Kafka knownledge

Kafka version: 3.1

Kafka

Apache Kafka is a streaming platform that is free and open-source.

Some features of Kafka

High-throughput: Kafka has a built-in patriation system known as a Topic
Fault-Tolerant: Kafka is resistant to node/machine failure within a cluster.
Durability: As Kafka supports messages replication, so, messages are never lost. It is one of the reasons behind durability.
Scalability: Kafka can be scaled-out, without incurring any downtime on the fly by adding additional nodes.

Zookeeper

ZooKeeper is a centralized service for maintaining configuration information, naming, providing distributed synchronization, and providing group services.

Why is Zookeeper necessary for Apache Kafka?

Zookeeper has four primary functions

Controller Election
Cluster Membership: Zookeeper also maintains a list of all the brokers (ex: ISRs, ...)
Topic Configuration: ZooKeeper maintains the configuration of all topics, including the list of existing topics, number of partitions for each topic, location of the replicas, configuration overrides for topics, preferred leader node, among other details.
Access Control Lists: Access control lists or ACLs for all the topics

Broker

Controller

What is controller?

JOBS
A – For each statement, indicate whether it agrees with the Kafka notes, answering yes or no and quoting the words of the notes that decide it: (i) Kafka can be scaled out only by taking the cluster offline; (ii) ZooKeeper holds access control lists for all topics; (iii) ZooKeeper is credited with four primary functions.
B – Extend the Kafka notes, picking up after their final line.
The records have no connection to the Kafka notes.

EXTRACTED DATA
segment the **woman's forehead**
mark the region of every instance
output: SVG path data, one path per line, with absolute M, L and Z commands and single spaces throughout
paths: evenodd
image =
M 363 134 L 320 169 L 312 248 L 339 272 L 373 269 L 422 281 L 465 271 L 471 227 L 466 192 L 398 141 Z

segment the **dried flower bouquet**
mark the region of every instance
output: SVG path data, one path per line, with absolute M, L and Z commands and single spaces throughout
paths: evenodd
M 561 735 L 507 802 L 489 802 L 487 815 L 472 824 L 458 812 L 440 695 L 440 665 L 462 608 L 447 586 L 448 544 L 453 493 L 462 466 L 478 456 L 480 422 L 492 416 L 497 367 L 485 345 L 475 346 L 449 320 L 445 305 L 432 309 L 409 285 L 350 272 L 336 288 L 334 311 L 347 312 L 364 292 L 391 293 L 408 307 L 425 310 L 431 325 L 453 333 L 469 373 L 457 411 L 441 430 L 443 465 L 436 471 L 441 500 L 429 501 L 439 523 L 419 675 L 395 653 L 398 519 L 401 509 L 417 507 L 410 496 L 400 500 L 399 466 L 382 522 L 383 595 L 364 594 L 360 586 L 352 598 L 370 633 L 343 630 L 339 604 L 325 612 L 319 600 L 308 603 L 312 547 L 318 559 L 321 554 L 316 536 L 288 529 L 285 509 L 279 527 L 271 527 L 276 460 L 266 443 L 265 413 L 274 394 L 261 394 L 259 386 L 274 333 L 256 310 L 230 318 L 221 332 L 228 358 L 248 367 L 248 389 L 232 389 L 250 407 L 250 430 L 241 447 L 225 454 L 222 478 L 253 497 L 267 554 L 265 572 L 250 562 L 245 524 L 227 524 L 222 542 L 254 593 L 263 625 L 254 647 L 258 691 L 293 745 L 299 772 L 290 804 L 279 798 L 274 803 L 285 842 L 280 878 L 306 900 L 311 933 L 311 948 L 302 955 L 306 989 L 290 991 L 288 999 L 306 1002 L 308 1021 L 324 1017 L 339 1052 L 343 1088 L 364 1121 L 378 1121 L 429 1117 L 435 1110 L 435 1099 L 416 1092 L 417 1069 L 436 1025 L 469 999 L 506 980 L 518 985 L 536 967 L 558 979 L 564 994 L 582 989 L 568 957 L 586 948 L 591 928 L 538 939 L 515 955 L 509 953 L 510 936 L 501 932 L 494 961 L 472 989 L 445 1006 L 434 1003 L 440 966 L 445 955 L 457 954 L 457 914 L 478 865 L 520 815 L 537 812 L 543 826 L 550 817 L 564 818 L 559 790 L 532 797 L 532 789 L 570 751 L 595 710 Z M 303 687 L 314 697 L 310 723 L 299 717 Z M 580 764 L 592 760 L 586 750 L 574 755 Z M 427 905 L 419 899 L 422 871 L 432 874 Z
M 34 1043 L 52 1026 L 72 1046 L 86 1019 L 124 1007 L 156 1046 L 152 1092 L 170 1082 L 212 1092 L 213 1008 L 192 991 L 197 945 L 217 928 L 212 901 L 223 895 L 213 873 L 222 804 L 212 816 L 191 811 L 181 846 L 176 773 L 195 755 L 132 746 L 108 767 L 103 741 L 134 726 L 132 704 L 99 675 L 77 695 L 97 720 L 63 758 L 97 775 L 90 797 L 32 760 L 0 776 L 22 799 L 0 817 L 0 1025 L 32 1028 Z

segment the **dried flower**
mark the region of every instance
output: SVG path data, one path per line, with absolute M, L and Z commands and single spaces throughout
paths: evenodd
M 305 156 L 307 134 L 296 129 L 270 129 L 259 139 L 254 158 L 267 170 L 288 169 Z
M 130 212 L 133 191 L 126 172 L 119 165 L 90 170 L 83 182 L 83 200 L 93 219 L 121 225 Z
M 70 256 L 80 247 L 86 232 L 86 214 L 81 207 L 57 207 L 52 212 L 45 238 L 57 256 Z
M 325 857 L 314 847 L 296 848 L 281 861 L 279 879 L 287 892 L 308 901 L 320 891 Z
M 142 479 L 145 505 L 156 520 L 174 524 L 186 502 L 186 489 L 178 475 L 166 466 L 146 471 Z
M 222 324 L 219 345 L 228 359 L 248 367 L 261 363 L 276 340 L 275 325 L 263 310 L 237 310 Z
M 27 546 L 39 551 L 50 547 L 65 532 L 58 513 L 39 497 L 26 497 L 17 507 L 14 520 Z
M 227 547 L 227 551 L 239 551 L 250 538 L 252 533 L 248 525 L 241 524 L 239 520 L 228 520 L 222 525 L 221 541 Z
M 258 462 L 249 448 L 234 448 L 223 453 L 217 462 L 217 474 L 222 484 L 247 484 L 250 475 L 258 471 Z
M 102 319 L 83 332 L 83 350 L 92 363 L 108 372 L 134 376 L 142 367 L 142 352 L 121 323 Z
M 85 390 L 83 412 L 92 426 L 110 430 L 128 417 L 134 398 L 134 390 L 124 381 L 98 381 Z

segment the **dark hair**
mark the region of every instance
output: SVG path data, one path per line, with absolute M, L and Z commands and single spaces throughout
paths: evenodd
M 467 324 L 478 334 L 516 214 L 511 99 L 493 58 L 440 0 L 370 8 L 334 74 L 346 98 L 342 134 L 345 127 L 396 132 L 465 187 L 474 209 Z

ANSWER LIST
A –
(i) No: "Kafka can be scaled-out, without incurring any downtime on the fly by adding additional nodes."
(ii) Yes: "Access control lists or ACLs for all the topics"
(iii) Yes: "Zookeeper has four primary functions"

B –
A controller is not too complex — it is a normal broker that simply has additional responsibility. It's responsible for managing the state of all partitions and replicas

For example:

When the leader partition fails, the controller is responsible for selecting a new leader replica for the partition.
When the ISR set of a partition changes, the controller is responsible for notifying all brokers to update their metadata information
When increasing the number of partitions for a topic, the controller is responsible for the reallocation of partitions.

Controller election

When the controller goes down,

Zookeeper informs all the brokers that the controller failed.
All the brokers will apply to be the controller.
The first broker who applies for this position will become the controller.

Fault tolerance

Fault tolerance in Kafka is done by copying the partition data to other brokers which are known as replicas. Its also called a replication factor.

Each broker will hold one or more partitions. And each of these partitions can either be a replica or leader for the topic. All the writes and reads to a topic go through the leader and the leader coordinates to update replicas with new data.

Leader, follower, ISRs

Leader partition: A partition in the topic and is elected as leader. The leader partition responsible for reading/writing data
Follower partition: A replica of leader on other brokers.
ISRs(in-sync replica): the replicated partitions (followers) that are in sync with its leader.

Leader partition election

When the leader parition goes down:

The Zookeeper informs the Controller.
The controller selects one of the in-sync replicas (ISR) as the leader.
When the broker comes back up, then it will be assigned again as the leader.

Quorum

Formula

Quorum can be defined with a formula.

q = 2n+1

q is the total number of nodes, and n is the number of allowed failure nodes.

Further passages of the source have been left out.